◆ Supplied records
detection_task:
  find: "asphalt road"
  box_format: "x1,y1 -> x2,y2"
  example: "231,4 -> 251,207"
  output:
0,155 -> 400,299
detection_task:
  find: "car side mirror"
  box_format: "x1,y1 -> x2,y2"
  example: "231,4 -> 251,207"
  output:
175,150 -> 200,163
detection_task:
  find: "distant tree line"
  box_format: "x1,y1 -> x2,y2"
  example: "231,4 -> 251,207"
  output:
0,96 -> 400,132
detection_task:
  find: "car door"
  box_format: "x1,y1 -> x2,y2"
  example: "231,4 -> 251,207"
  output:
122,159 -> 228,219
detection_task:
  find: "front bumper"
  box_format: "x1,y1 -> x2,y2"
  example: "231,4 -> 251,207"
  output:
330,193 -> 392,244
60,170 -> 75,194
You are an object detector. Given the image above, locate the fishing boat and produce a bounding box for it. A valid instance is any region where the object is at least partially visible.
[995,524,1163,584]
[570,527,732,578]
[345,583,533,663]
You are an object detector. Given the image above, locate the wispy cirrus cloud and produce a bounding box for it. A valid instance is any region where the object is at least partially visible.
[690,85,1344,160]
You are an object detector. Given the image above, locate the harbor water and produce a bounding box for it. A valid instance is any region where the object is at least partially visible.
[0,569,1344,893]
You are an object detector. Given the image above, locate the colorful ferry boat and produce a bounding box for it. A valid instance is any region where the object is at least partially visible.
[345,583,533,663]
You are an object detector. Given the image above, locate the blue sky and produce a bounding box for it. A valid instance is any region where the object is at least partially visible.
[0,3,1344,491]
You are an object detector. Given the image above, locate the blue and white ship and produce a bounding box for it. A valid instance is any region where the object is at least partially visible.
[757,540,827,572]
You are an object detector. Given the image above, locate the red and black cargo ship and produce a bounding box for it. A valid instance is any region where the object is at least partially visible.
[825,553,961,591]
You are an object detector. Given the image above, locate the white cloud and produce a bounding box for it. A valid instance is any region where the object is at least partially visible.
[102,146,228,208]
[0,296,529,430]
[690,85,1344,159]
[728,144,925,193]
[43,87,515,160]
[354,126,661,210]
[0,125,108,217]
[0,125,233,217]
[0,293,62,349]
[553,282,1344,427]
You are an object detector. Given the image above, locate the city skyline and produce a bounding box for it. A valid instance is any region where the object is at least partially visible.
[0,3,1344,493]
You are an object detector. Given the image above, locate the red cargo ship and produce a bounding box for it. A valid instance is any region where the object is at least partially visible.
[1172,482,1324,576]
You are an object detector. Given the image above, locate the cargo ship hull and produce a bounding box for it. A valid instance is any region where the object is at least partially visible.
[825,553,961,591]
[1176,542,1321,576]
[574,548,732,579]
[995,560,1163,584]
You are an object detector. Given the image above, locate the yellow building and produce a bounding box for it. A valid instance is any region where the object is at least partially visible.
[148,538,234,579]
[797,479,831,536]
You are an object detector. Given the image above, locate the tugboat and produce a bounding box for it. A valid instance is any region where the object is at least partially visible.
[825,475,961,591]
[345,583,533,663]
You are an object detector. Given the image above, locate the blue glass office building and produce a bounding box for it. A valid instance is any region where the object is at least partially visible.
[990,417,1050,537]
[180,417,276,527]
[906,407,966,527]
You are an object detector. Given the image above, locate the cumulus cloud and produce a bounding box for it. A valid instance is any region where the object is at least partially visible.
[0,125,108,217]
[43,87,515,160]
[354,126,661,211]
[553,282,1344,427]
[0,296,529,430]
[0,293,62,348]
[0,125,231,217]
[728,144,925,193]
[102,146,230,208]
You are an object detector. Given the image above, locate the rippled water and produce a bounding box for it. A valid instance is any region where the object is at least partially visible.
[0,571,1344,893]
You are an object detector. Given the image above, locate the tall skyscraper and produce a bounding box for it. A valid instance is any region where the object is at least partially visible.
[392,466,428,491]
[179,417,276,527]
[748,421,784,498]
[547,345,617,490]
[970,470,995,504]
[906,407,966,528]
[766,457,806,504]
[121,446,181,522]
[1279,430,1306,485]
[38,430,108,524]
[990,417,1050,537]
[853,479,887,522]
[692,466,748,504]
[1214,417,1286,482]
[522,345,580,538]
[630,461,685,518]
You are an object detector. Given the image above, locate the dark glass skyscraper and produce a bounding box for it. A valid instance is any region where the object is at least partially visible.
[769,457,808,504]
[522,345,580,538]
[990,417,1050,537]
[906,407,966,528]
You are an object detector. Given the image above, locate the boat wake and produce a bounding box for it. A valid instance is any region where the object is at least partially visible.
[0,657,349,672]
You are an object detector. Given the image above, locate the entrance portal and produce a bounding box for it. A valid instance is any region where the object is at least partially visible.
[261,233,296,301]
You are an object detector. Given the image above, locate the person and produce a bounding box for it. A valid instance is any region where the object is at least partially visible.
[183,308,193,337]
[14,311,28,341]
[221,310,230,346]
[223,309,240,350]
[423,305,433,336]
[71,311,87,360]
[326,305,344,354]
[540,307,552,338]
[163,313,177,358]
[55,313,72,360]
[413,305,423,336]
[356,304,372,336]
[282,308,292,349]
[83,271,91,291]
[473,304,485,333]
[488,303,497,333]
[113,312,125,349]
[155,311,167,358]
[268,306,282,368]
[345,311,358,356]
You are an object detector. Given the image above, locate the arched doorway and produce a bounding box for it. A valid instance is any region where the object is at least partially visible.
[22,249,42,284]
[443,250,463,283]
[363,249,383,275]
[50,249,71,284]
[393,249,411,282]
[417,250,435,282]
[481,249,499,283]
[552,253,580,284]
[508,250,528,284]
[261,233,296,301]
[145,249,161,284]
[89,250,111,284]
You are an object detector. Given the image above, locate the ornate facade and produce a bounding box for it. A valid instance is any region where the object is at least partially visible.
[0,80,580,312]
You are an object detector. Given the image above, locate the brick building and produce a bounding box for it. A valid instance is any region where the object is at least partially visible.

◆ Your task
Rename "arched doorway" to "arched entrance" in the lines between the one holding "locate the arched" and the one holding "[508,250,528,284]", inclusive, and return only those lines with everything else unchanged.

◆ Output for this task
You are an object detector. Given the image above, locate the arched entrance and produce a bounding box for it. A valid instance is any region where the object is at least partially visible.
[22,249,42,284]
[443,250,463,283]
[363,249,383,275]
[50,249,71,284]
[393,249,411,282]
[417,250,435,282]
[481,249,499,283]
[552,253,580,284]
[508,250,528,284]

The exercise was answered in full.